═════ INFORMATION GIVEN ═════

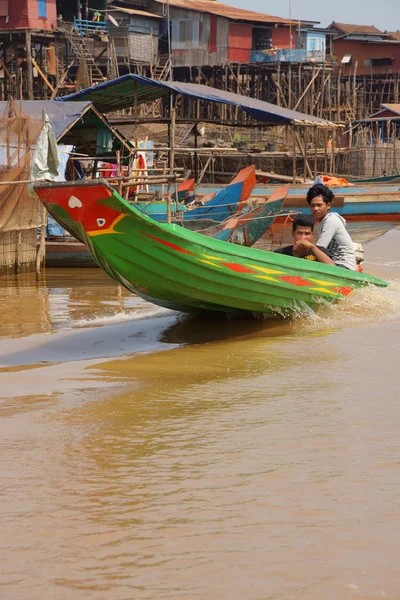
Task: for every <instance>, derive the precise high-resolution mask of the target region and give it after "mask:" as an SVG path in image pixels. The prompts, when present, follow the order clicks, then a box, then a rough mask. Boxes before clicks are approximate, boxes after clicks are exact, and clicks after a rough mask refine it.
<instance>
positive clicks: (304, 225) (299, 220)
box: [292, 215, 314, 231]
mask: <svg viewBox="0 0 400 600" xmlns="http://www.w3.org/2000/svg"><path fill="white" fill-rule="evenodd" d="M298 227H311V231H314V217H312V216H311V215H297V216H296V217H295V218H294V219H293V223H292V231H296V229H297V228H298Z"/></svg>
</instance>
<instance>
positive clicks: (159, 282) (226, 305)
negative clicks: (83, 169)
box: [35, 180, 387, 316]
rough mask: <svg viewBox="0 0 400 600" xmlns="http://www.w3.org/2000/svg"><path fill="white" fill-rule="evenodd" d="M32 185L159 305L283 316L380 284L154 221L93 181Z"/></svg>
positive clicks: (365, 279) (345, 272)
mask: <svg viewBox="0 0 400 600" xmlns="http://www.w3.org/2000/svg"><path fill="white" fill-rule="evenodd" d="M35 189H36V191H37V193H38V195H39V197H40V199H41V201H42V202H43V203H44V205H45V206H46V208H47V209H48V211H49V212H50V213H51V214H52V216H53V217H54V218H55V219H56V220H57V221H58V222H59V223H60V224H61V225H63V227H65V228H66V229H67V230H69V231H70V232H71V233H72V234H73V235H76V237H78V238H79V239H82V240H83V241H85V242H86V244H87V246H88V248H89V250H90V252H91V254H92V256H93V257H94V259H95V260H96V262H97V263H98V264H99V265H100V266H101V267H102V268H103V269H104V271H105V272H106V273H107V274H108V275H110V277H112V278H113V279H115V280H117V281H118V282H119V283H121V284H122V285H124V286H125V287H126V288H127V289H129V290H130V291H131V292H133V293H136V294H138V295H139V296H141V297H143V298H144V299H146V300H149V301H150V302H153V303H154V304H158V305H160V306H164V307H167V308H172V309H175V310H180V311H183V312H203V311H211V312H228V313H235V312H253V313H254V312H256V313H272V314H280V315H282V316H290V315H293V314H296V313H304V312H307V311H309V310H310V309H311V310H314V309H316V308H318V306H319V305H321V304H325V303H327V302H333V301H337V300H339V299H340V298H342V297H343V296H346V295H347V294H349V293H350V292H351V291H352V290H353V289H355V288H359V287H364V286H366V285H370V284H373V285H377V286H386V285H387V283H386V282H385V281H382V280H380V279H376V278H374V277H372V276H368V275H366V274H364V273H357V272H355V271H349V270H347V269H341V268H339V267H335V266H331V265H325V264H320V263H316V262H314V261H307V260H302V259H297V258H293V257H290V256H284V255H280V254H274V253H272V252H266V251H263V250H257V249H254V248H244V247H241V246H236V245H234V244H229V243H227V242H223V241H220V240H215V239H213V238H210V237H207V236H204V235H202V234H200V233H196V232H193V231H190V230H187V229H184V228H182V227H179V226H178V225H174V224H163V223H157V222H156V221H154V220H152V219H151V218H149V217H147V216H146V215H144V214H143V213H141V212H140V211H138V210H136V209H135V208H134V207H132V206H131V205H129V203H127V202H126V201H125V200H123V199H122V198H121V197H120V196H119V194H118V193H117V192H116V191H115V190H113V189H112V188H111V187H110V186H109V185H108V184H107V183H106V182H102V181H101V180H99V181H91V182H84V183H76V182H71V183H70V182H68V183H58V182H57V183H41V184H37V185H35Z"/></svg>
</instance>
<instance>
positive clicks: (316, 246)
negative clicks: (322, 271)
mask: <svg viewBox="0 0 400 600" xmlns="http://www.w3.org/2000/svg"><path fill="white" fill-rule="evenodd" d="M307 250H311V252H312V253H313V254H314V256H315V258H316V259H317V261H318V262H321V263H325V264H326V265H334V264H335V263H334V262H333V260H332V259H331V257H330V256H329V254H328V253H327V252H326V250H325V248H322V249H321V248H318V246H316V245H315V244H313V243H312V242H310V241H309V240H299V241H298V242H296V244H295V245H294V246H293V256H297V257H298V258H302V257H303V256H304V255H305V254H306V252H307Z"/></svg>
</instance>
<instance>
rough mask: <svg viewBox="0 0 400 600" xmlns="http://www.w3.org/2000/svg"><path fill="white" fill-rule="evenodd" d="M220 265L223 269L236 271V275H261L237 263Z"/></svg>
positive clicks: (220, 264)
mask: <svg viewBox="0 0 400 600" xmlns="http://www.w3.org/2000/svg"><path fill="white" fill-rule="evenodd" d="M218 264H220V265H222V266H223V267H226V268H227V269H230V270H231V271H235V273H257V275H259V273H258V272H257V271H254V270H253V269H248V268H247V267H244V266H243V265H238V264H237V263H218Z"/></svg>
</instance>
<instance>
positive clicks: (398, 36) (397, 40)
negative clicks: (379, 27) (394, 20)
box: [385, 31, 400, 42]
mask: <svg viewBox="0 0 400 600" xmlns="http://www.w3.org/2000/svg"><path fill="white" fill-rule="evenodd" d="M385 33H386V34H387V35H390V37H391V38H393V39H394V40H397V41H399V42H400V31H385Z"/></svg>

═════

An exact copy of the entries, minus the pictures, is what to return.

Task: for every <instance>, derive the precise high-resolution mask of the target region and give it after "mask:" as an SVG path in image pixels. The prompts, when present, follow the order clicks, then a box, then a rough mask. Boxes before clicks are approximate, boxes after clicks are exact, and clicks after a rough mask refine it.
<instance>
positive clicks: (304, 225) (299, 220)
box: [292, 215, 314, 231]
mask: <svg viewBox="0 0 400 600" xmlns="http://www.w3.org/2000/svg"><path fill="white" fill-rule="evenodd" d="M298 227H311V231H314V217H312V216H311V215H297V216H296V217H295V218H294V219H293V223H292V231H296V229H297V228H298Z"/></svg>
</instance>
<instance>
positive clicks: (159, 282) (226, 305)
negative clicks: (83, 169)
box: [35, 180, 387, 316]
rough mask: <svg viewBox="0 0 400 600" xmlns="http://www.w3.org/2000/svg"><path fill="white" fill-rule="evenodd" d="M32 185L159 305L283 316L380 284L154 221L93 181Z"/></svg>
positive clicks: (365, 279) (345, 272)
mask: <svg viewBox="0 0 400 600" xmlns="http://www.w3.org/2000/svg"><path fill="white" fill-rule="evenodd" d="M35 189H36V191H37V193H38V195H39V197H40V199H41V201H42V202H43V203H44V205H45V206H46V208H47V209H48V211H49V212H50V213H51V214H52V216H53V217H54V218H55V219H56V220H57V221H58V222H59V223H60V224H61V225H63V227H65V228H66V229H67V230H69V231H70V232H71V233H72V234H73V235H76V237H78V238H79V239H82V240H83V241H85V242H86V244H87V246H88V248H89V250H90V252H91V254H92V256H93V257H94V259H95V260H96V262H97V263H98V264H99V265H100V266H101V267H102V268H103V269H104V271H105V272H106V273H107V274H108V275H110V277H112V278H113V279H115V280H117V281H118V282H119V283H121V284H122V285H124V286H125V287H126V288H127V289H129V290H130V291H131V292H133V293H136V294H138V295H139V296H141V297H143V298H144V299H146V300H149V301H150V302H153V303H154V304H158V305H160V306H164V307H167V308H172V309H175V310H180V311H183V312H203V311H211V312H228V313H235V312H253V313H254V312H256V313H272V314H280V315H282V316H290V315H293V314H296V313H304V312H307V311H309V310H310V309H311V310H314V309H316V308H318V306H319V305H321V304H325V303H327V302H333V301H337V300H339V299H340V298H342V297H343V296H346V295H347V294H349V293H350V292H351V291H352V290H353V289H355V288H359V287H364V286H366V285H370V284H373V285H377V286H386V285H387V283H386V282H385V281H382V280H380V279H376V278H374V277H372V276H368V275H366V274H364V273H357V272H355V271H349V270H347V269H341V268H339V267H335V266H331V265H325V264H320V263H316V262H314V261H307V260H302V259H297V258H293V257H290V256H284V255H280V254H274V253H272V252H266V251H263V250H257V249H254V248H244V247H241V246H236V245H234V244H229V243H227V242H223V241H220V240H215V239H213V238H210V237H207V236H204V235H202V234H200V233H196V232H193V231H190V230H187V229H184V228H182V227H179V226H178V225H174V224H163V223H157V222H156V221H154V220H152V219H151V218H149V217H147V216H146V215H144V214H143V213H141V212H140V211H138V210H136V209H135V208H134V207H132V206H131V205H129V203H127V202H126V201H125V200H123V199H122V198H121V197H120V196H119V194H118V193H117V192H116V191H115V190H113V189H112V188H111V187H110V186H109V185H108V184H107V183H106V182H102V181H101V180H99V181H91V182H84V183H76V182H71V183H70V182H68V183H58V182H57V183H41V184H37V185H35Z"/></svg>
</instance>
<instance>
positive clicks: (316, 246)
negative clicks: (322, 271)
mask: <svg viewBox="0 0 400 600" xmlns="http://www.w3.org/2000/svg"><path fill="white" fill-rule="evenodd" d="M307 250H311V252H312V253H313V254H314V256H315V258H316V259H317V261H318V262H321V263H325V264H326V265H334V264H335V263H334V262H333V260H332V259H331V257H330V256H329V254H328V253H327V252H326V250H325V248H322V249H321V248H318V246H316V245H315V244H313V243H312V242H310V241H309V240H299V241H298V242H296V244H295V245H294V246H293V256H297V257H298V258H302V257H303V256H304V255H305V254H306V252H307Z"/></svg>
</instance>
<instance>
rough mask: <svg viewBox="0 0 400 600" xmlns="http://www.w3.org/2000/svg"><path fill="white" fill-rule="evenodd" d="M220 265L223 269L236 271V275H261L237 263Z"/></svg>
positive clicks: (220, 264)
mask: <svg viewBox="0 0 400 600" xmlns="http://www.w3.org/2000/svg"><path fill="white" fill-rule="evenodd" d="M218 264H220V265H222V266H223V267H226V268H227V269H230V270H231V271H235V273H257V275H259V273H258V272H257V271H254V270H253V269H248V268H247V267H244V266H243V265H238V264H237V263H218Z"/></svg>
</instance>
<instance>
positive clicks: (398, 36) (397, 40)
negative clicks: (379, 27) (394, 20)
box: [385, 31, 400, 42]
mask: <svg viewBox="0 0 400 600" xmlns="http://www.w3.org/2000/svg"><path fill="white" fill-rule="evenodd" d="M385 33H386V34H387V35H390V37H391V38H393V39H394V40H397V41H399V42H400V31H385Z"/></svg>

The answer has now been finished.